YOUR OBJECTIVE: Reproduce the records word for word, beginning with the line that contains "like [645, 713]." and continuing through the last line of the records.

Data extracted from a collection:
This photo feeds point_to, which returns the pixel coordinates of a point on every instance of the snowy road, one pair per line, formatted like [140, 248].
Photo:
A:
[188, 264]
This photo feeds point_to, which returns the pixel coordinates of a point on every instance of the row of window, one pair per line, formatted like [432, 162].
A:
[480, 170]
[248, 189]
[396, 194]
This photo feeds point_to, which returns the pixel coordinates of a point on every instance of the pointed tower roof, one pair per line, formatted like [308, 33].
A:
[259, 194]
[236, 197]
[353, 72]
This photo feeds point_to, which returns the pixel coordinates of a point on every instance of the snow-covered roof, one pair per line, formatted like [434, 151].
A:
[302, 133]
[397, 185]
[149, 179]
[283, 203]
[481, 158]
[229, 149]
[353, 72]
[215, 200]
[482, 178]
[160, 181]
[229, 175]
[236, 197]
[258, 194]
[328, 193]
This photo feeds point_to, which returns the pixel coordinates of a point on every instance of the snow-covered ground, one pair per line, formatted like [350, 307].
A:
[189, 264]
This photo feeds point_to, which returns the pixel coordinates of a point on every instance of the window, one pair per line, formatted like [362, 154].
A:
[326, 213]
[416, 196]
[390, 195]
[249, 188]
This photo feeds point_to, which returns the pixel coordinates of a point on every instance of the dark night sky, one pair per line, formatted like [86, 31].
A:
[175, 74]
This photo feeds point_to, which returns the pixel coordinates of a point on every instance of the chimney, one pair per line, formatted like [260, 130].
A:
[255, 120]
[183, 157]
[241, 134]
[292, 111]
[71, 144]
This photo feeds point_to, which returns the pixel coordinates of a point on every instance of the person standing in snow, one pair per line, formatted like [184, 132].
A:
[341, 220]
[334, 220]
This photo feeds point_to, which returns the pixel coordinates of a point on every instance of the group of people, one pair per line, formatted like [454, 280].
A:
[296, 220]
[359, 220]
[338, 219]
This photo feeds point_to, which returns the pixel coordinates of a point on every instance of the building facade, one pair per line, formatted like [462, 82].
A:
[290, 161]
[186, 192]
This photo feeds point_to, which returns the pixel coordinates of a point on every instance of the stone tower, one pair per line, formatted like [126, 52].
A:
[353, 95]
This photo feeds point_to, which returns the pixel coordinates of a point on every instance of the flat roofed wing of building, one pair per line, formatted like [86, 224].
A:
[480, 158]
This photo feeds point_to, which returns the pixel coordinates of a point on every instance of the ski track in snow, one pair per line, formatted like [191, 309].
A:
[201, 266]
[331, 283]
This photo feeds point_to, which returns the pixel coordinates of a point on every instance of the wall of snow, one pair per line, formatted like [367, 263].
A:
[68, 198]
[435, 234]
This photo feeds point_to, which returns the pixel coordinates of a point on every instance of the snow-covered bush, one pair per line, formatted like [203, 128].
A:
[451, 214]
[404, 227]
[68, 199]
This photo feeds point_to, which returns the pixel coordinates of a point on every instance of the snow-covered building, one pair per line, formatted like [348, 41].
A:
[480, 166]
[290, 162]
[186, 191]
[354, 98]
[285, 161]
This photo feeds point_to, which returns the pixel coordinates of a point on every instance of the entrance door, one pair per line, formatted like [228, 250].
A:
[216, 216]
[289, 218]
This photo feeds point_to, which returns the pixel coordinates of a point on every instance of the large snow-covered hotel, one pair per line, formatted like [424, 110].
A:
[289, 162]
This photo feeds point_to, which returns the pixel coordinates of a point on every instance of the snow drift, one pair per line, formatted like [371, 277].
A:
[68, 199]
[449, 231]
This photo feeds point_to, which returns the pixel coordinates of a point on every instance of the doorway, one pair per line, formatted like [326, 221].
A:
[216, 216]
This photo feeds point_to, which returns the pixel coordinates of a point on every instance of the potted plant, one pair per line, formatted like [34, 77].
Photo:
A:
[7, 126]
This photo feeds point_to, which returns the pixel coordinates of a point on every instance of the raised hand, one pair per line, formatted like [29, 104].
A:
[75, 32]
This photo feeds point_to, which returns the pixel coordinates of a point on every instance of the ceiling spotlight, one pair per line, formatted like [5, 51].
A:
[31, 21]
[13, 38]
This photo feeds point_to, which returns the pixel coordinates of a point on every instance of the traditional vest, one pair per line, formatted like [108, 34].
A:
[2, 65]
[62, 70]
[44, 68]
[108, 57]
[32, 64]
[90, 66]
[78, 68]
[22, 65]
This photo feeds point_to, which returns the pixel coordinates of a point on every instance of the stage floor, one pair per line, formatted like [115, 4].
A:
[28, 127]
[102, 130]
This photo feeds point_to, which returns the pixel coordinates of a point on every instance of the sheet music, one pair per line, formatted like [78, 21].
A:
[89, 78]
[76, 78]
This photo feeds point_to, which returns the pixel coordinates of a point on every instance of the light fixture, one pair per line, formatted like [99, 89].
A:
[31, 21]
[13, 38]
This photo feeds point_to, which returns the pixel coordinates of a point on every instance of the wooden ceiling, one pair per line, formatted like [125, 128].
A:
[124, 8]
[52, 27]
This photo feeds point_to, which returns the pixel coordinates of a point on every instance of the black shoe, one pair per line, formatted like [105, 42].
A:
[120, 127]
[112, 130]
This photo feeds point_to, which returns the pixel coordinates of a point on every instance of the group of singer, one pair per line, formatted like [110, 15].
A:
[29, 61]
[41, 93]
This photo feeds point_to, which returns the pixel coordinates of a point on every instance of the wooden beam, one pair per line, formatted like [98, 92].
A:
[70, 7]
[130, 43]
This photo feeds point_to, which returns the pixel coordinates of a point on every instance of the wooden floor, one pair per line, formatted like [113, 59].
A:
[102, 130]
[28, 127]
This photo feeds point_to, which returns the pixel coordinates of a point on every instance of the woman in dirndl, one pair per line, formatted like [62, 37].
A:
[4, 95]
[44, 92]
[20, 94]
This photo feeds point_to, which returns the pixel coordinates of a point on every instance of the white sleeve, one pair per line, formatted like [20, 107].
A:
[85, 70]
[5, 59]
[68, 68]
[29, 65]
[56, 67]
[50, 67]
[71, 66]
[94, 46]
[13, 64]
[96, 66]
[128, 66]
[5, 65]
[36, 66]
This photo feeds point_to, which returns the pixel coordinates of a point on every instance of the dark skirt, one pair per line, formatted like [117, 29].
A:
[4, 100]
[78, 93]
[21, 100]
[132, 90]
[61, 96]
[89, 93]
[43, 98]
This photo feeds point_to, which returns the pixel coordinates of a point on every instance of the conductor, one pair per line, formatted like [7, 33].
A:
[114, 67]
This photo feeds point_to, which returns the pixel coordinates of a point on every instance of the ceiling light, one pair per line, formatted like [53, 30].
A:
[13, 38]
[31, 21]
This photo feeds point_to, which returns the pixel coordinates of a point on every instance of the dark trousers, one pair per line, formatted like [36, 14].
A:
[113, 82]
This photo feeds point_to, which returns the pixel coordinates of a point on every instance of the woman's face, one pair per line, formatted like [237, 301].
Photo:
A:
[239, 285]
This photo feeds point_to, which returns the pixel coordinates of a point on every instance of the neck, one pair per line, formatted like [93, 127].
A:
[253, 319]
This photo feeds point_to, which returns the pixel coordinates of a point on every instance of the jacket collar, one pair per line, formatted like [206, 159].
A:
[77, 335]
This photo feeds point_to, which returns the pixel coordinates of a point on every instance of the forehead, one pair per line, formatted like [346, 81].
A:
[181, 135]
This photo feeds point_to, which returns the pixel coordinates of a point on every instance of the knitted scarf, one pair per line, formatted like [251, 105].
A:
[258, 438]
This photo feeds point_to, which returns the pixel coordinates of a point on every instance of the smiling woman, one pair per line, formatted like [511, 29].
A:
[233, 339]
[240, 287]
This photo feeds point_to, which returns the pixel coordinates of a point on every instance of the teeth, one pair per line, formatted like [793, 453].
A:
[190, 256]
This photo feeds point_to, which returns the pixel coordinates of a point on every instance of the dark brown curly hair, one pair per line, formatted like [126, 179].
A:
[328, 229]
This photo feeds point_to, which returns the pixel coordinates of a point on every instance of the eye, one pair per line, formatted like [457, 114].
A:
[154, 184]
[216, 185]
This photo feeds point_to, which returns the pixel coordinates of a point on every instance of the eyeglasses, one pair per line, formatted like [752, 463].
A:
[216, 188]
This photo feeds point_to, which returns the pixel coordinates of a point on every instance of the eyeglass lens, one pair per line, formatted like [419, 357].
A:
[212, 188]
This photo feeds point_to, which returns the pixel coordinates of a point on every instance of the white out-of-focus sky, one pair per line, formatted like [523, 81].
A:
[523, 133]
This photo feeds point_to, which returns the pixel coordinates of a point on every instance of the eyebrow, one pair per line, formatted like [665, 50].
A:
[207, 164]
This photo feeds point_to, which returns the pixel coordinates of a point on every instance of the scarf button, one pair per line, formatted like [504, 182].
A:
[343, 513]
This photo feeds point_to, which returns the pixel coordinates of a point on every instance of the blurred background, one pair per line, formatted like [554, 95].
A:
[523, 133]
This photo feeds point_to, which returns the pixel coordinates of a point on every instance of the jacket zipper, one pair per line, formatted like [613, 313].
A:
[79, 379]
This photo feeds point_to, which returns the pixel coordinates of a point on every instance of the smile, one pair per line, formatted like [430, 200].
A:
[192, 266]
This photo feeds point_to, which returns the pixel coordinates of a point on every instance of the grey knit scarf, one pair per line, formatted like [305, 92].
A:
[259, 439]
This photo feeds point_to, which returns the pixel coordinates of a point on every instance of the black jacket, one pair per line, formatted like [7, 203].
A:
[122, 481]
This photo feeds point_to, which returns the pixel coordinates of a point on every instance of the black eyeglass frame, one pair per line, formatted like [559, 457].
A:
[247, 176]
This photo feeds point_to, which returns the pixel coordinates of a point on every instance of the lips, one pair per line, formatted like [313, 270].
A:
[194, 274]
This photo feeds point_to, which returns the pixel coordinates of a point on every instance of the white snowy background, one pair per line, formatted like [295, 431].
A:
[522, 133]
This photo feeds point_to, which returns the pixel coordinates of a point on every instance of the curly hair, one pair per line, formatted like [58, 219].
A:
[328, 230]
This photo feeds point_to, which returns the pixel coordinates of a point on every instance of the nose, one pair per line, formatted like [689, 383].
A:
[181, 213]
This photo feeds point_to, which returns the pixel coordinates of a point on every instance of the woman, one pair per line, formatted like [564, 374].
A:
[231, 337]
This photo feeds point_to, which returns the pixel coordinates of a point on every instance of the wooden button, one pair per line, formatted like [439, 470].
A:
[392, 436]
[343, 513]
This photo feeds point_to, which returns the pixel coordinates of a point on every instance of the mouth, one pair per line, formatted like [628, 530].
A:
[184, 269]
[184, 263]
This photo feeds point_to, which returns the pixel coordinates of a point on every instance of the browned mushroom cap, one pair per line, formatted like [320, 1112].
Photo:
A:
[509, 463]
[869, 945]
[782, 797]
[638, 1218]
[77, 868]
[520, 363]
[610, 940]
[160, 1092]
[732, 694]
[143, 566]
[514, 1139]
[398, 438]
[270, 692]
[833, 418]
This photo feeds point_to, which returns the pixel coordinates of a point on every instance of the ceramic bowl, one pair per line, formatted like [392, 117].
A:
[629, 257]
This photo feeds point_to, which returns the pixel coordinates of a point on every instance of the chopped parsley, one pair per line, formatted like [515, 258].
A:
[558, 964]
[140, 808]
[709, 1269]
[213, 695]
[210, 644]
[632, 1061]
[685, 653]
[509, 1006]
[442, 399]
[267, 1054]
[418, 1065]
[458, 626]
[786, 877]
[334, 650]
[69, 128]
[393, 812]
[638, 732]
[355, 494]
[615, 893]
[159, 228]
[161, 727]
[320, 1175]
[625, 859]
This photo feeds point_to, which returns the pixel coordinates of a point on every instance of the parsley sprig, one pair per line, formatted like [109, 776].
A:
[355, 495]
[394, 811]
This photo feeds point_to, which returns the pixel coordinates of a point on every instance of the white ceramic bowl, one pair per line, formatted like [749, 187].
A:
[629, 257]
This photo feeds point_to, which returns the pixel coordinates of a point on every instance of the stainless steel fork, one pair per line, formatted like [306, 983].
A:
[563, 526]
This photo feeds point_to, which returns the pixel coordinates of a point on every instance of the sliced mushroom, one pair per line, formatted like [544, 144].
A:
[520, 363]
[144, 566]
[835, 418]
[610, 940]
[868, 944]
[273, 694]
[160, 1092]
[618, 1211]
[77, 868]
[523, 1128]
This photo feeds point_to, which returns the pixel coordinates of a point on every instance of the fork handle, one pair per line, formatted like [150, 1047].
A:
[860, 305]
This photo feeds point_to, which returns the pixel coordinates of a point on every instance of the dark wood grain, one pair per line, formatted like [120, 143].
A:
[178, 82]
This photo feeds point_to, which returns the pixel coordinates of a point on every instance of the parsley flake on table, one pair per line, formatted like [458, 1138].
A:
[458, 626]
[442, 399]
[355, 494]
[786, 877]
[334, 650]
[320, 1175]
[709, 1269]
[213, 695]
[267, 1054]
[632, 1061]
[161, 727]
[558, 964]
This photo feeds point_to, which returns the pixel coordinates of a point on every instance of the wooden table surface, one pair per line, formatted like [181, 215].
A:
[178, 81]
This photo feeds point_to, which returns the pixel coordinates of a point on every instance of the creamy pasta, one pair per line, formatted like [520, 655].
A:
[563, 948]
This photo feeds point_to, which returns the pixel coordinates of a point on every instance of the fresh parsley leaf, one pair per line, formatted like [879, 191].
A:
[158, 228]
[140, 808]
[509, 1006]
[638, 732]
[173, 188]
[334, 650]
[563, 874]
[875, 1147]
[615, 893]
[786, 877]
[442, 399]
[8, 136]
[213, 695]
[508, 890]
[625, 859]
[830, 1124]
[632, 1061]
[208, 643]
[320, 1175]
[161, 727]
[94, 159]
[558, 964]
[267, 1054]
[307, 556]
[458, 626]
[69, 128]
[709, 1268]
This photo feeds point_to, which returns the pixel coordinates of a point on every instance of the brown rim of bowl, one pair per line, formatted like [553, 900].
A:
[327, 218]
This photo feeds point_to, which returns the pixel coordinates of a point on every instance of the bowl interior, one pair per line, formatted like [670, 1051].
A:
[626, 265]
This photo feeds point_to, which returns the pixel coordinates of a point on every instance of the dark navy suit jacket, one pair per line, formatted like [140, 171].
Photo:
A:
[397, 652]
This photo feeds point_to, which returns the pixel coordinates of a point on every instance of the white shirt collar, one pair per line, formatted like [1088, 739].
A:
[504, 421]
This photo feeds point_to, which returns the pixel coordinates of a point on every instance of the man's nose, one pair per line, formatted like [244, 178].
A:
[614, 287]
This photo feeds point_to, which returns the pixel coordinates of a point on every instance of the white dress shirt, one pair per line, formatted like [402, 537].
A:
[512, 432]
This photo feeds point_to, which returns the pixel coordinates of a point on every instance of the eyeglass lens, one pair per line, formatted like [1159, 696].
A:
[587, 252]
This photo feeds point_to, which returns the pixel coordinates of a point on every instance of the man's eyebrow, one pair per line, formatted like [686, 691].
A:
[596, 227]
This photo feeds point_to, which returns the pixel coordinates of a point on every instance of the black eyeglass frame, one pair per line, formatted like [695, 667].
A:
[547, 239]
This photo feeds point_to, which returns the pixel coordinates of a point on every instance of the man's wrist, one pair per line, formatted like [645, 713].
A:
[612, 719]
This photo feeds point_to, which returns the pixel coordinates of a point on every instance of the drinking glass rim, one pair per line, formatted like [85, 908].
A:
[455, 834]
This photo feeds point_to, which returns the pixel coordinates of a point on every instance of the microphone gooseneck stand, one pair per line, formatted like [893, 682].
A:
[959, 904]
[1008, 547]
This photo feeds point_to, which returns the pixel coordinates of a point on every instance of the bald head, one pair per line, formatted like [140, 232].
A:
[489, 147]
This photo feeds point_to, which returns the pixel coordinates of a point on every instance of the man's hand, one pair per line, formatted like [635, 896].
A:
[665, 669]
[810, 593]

FULL SOLUTION:
This photo feeds point_to, which returns the pixel coordinates of a point on every instance of the man's wrist, one pair per line, formatted like [645, 713].
A:
[612, 719]
This photo feeds point_to, which returns the pixel coordinates of a point on every instance of the drinking glass rim, one pair per line, formatted like [85, 908].
A:
[455, 834]
This photo feeds point_to, which returns the pixel coordinates of a point on every instance of the microphone gooseneck stand, one pair per line, formatted like [893, 682].
A:
[959, 904]
[1008, 547]
This photo feeds point_to, which returns the pixel coordinates of a point on every instance of the bald head, one pair per line, formatted like [140, 232].
A:
[489, 147]
This photo feeds point_to, which returns the pixel coordinates of a point on every instance of the man's hand, one pair per line, formatted like [635, 896].
A:
[665, 669]
[810, 593]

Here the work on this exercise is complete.